> [Aim of the exercise]: Reproduce every line of the records below, character for character.
····················
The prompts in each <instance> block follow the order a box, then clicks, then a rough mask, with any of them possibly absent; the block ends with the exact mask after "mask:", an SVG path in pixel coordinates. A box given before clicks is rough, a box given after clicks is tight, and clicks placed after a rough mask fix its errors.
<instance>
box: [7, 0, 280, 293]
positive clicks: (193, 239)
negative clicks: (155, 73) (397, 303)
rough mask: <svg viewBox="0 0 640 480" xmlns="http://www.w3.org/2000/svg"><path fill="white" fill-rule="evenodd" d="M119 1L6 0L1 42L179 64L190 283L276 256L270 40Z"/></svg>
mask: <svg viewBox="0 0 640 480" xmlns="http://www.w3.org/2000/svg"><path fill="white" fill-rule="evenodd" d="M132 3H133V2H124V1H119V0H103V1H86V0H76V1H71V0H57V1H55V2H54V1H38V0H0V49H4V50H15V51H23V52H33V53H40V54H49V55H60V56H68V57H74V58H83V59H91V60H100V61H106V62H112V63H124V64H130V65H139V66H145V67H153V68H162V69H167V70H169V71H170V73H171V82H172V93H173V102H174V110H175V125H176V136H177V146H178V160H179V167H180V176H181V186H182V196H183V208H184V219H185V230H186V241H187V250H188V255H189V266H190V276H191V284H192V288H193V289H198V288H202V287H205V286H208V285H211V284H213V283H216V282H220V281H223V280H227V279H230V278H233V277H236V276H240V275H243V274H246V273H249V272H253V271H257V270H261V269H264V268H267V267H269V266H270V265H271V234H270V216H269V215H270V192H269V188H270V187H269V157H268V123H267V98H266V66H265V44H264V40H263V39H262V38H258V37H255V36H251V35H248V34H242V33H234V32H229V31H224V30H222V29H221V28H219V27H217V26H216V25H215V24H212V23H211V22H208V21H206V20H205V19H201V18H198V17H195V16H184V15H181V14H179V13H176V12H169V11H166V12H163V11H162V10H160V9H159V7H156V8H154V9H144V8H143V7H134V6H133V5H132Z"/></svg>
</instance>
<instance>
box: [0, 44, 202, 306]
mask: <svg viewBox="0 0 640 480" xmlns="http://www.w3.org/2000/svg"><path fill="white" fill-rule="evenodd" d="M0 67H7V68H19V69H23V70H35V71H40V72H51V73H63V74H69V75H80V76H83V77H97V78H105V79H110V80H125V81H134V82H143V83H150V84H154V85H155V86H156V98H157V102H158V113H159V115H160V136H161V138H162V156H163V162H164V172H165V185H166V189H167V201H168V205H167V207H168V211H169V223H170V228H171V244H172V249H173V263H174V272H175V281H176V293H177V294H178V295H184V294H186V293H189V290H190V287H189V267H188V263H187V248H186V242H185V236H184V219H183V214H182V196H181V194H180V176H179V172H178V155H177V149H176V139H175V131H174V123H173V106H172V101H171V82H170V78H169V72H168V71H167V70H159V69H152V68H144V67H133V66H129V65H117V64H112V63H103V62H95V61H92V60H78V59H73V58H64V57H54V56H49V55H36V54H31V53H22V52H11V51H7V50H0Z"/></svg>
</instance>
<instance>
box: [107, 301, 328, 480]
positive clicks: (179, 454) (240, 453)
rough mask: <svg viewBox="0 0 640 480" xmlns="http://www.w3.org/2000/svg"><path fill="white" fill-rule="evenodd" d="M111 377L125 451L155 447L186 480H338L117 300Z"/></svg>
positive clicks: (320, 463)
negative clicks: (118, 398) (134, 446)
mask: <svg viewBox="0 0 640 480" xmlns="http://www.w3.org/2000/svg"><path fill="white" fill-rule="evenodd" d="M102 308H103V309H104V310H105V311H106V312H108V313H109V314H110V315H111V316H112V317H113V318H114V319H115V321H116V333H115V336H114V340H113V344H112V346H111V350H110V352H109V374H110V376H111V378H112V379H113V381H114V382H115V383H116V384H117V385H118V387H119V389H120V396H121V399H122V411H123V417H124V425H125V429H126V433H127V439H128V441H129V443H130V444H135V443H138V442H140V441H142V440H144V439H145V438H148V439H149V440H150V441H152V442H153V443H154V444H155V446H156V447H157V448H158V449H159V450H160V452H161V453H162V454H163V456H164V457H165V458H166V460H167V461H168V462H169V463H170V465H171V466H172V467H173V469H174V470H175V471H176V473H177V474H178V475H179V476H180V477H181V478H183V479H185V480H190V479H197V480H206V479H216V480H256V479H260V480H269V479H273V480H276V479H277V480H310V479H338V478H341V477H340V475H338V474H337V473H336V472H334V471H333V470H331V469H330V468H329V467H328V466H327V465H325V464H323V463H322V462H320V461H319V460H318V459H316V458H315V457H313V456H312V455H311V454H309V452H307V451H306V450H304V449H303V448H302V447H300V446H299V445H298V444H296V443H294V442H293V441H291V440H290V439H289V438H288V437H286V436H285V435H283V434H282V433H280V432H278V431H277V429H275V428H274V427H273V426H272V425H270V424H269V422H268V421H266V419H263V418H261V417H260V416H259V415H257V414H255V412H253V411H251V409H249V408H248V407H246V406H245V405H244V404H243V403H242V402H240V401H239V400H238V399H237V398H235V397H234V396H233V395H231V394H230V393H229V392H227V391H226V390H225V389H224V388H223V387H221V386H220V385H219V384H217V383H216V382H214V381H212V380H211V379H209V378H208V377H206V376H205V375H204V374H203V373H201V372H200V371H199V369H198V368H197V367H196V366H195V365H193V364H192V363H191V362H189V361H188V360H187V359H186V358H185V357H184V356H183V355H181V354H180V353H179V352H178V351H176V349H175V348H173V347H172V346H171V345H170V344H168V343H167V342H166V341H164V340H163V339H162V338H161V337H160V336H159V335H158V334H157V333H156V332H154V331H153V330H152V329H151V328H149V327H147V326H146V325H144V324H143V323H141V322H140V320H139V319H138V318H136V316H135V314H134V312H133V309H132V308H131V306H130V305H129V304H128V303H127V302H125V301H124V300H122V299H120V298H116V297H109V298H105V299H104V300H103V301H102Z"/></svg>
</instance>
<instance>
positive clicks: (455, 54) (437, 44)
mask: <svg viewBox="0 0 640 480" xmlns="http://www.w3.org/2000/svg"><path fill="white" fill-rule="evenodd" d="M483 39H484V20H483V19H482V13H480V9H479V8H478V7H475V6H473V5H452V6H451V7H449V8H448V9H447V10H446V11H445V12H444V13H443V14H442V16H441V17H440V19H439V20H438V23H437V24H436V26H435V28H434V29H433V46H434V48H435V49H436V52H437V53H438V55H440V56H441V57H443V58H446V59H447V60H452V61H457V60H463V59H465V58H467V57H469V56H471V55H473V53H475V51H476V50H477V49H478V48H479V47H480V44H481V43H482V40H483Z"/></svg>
····················
> [Result of this task]:
The prompts in each <instance> block follow the order a box, then clicks, then a rough mask, with any of them possibly absent; the block ends with the exact mask after "mask:", an SVG path in pixel coordinates. A box given before clicks is rough, a box given after clicks is tight, and clicks placed after a rough mask fix its errors.
<instance>
box: [7, 0, 280, 293]
positive clicks: (193, 239)
negative clicks: (155, 73) (397, 303)
rough mask: <svg viewBox="0 0 640 480" xmlns="http://www.w3.org/2000/svg"><path fill="white" fill-rule="evenodd" d="M119 1L6 0L1 42L179 64L190 283L276 256L270 40Z"/></svg>
mask: <svg viewBox="0 0 640 480" xmlns="http://www.w3.org/2000/svg"><path fill="white" fill-rule="evenodd" d="M132 3H133V2H124V1H119V0H103V1H86V0H76V1H71V0H57V1H55V2H54V1H38V0H0V49H4V50H15V51H23V52H33V53H40V54H49V55H60V56H68V57H74V58H83V59H91V60H100V61H106V62H112V63H124V64H130V65H139V66H145V67H153V68H162V69H167V70H169V71H170V73H171V82H172V93H173V102H174V110H175V125H176V136H177V146H178V160H179V167H180V176H181V186H182V196H183V208H184V219H185V230H186V241H187V250H188V255H189V266H190V276H191V284H192V288H193V289H198V288H202V287H205V286H208V285H211V284H213V283H216V282H220V281H223V280H227V279H230V278H233V277H236V276H240V275H243V274H246V273H249V272H253V271H257V270H261V269H264V268H267V267H269V266H270V265H271V234H270V216H269V215H270V192H269V188H270V187H269V157H268V123H267V98H266V66H265V44H264V40H263V39H262V38H258V37H255V36H251V35H248V34H242V33H234V32H229V31H224V30H222V29H221V28H219V27H217V26H216V25H215V24H212V23H211V22H208V21H206V20H205V19H201V18H198V17H195V16H184V15H181V14H179V13H176V12H169V11H166V12H163V11H162V10H160V9H159V7H156V8H154V9H144V8H143V7H134V6H133V5H132Z"/></svg>
</instance>
<instance>
box: [0, 44, 202, 306]
mask: <svg viewBox="0 0 640 480" xmlns="http://www.w3.org/2000/svg"><path fill="white" fill-rule="evenodd" d="M0 67H7V68H19V69H23V70H35V71H40V72H51V73H63V74H69V75H80V76H83V77H97V78H105V79H110V80H125V81H134V82H143V83H150V84H154V85H155V86H156V98H157V102H158V113H159V115H160V136H161V138H162V156H163V162H164V172H165V185H166V189H167V201H168V205H167V207H168V211H169V223H170V228H171V244H172V249H173V263H174V272H175V281H176V293H177V294H178V295H184V294H186V293H189V290H190V287H189V267H188V263H187V248H186V242H185V236H184V219H183V214H182V196H181V194H180V176H179V172H178V155H177V149H176V139H175V131H174V123H173V106H172V101H171V82H170V78H169V72H168V71H167V70H159V69H152V68H144V67H133V66H129V65H117V64H112V63H103V62H95V61H92V60H78V59H73V58H64V57H54V56H49V55H36V54H31V53H22V52H11V51H7V50H0Z"/></svg>
</instance>
<instance>
box: [107, 301, 328, 480]
positive clicks: (179, 454) (240, 453)
rough mask: <svg viewBox="0 0 640 480" xmlns="http://www.w3.org/2000/svg"><path fill="white" fill-rule="evenodd" d="M111 377L125 451L155 447L186 480H338L117 300Z"/></svg>
positive clicks: (320, 463)
negative clicks: (118, 398) (134, 446)
mask: <svg viewBox="0 0 640 480" xmlns="http://www.w3.org/2000/svg"><path fill="white" fill-rule="evenodd" d="M102 308H103V309H104V310H105V311H106V312H108V313H109V314H110V315H111V316H112V317H113V318H114V319H115V321H116V333H115V336H114V340H113V344H112V346H111V350H110V352H109V374H110V376H111V378H112V379H113V381H114V382H115V383H116V384H117V385H118V387H119V389H120V396H121V399H122V411H123V417H124V425H125V429H126V433H127V439H128V441H129V443H130V444H135V443H138V442H140V441H142V440H144V439H145V438H148V439H149V440H150V441H152V442H153V443H154V444H155V446H156V447H157V448H158V449H159V450H160V452H161V453H162V454H163V456H164V457H165V458H166V460H167V461H168V462H169V463H170V465H171V466H172V467H173V469H174V470H175V471H176V473H177V474H178V475H179V476H180V477H181V478H183V479H185V480H190V479H197V480H206V479H216V480H256V479H260V480H269V479H273V480H276V479H277V480H310V479H338V478H341V477H340V475H338V474H337V473H336V472H334V471H333V470H331V469H330V468H329V467H328V466H327V465H325V464H323V463H322V462H320V461H319V460H318V459H316V458H315V457H313V456H312V455H311V454H309V452H307V451H306V450H304V449H303V448H302V447H300V446H299V445H298V444H296V443H294V442H293V441H291V440H290V439H289V438H288V437H286V436H285V435H283V434H282V433H280V432H278V431H277V429H275V428H274V427H273V426H272V425H270V424H269V422H268V421H266V419H263V418H261V417H260V416H259V415H257V414H255V412H253V411H251V409H249V408H248V407H246V406H245V405H244V404H243V403H242V402H240V401H239V400H238V399H237V398H235V397H234V396H233V395H231V394H230V393H229V392H227V391H226V390H225V389H224V388H223V387H221V386H220V385H219V384H217V383H216V382H214V381H212V380H211V379H209V378H208V377H206V376H205V375H204V374H203V373H201V372H200V371H199V369H198V368H197V367H196V366H195V365H193V364H192V363H191V362H189V361H188V360H187V359H186V358H185V357H184V356H183V355H181V354H180V353H179V352H178V351H176V349H175V348H173V347H172V346H171V345H170V344H168V343H167V342H166V341H164V340H163V339H162V338H161V337H160V336H159V335H158V334H157V333H156V332H154V331H153V330H152V329H151V328H149V327H147V326H146V325H144V324H143V323H141V322H140V320H139V319H138V318H136V316H135V314H134V312H133V309H132V308H131V306H130V305H129V304H128V303H127V302H125V301H124V300H122V299H120V298H116V297H109V298H105V299H104V300H103V301H102Z"/></svg>
</instance>
<instance>
positive clicks: (455, 54) (437, 44)
mask: <svg viewBox="0 0 640 480" xmlns="http://www.w3.org/2000/svg"><path fill="white" fill-rule="evenodd" d="M483 39H484V20H483V19H482V13H480V9H479V8H478V7H475V6H473V5H452V6H451V7H449V8H448V9H447V10H446V11H445V12H444V13H443V14H442V16H441V17H440V19H439V20H438V23H437V24H436V26H435V28H434V29H433V46H434V48H435V49H436V52H437V53H438V55H440V56H441V57H443V58H446V59H447V60H452V61H457V60H463V59H465V58H467V57H469V56H471V55H473V53H475V51H476V50H477V49H478V48H479V47H480V44H481V43H482V40H483Z"/></svg>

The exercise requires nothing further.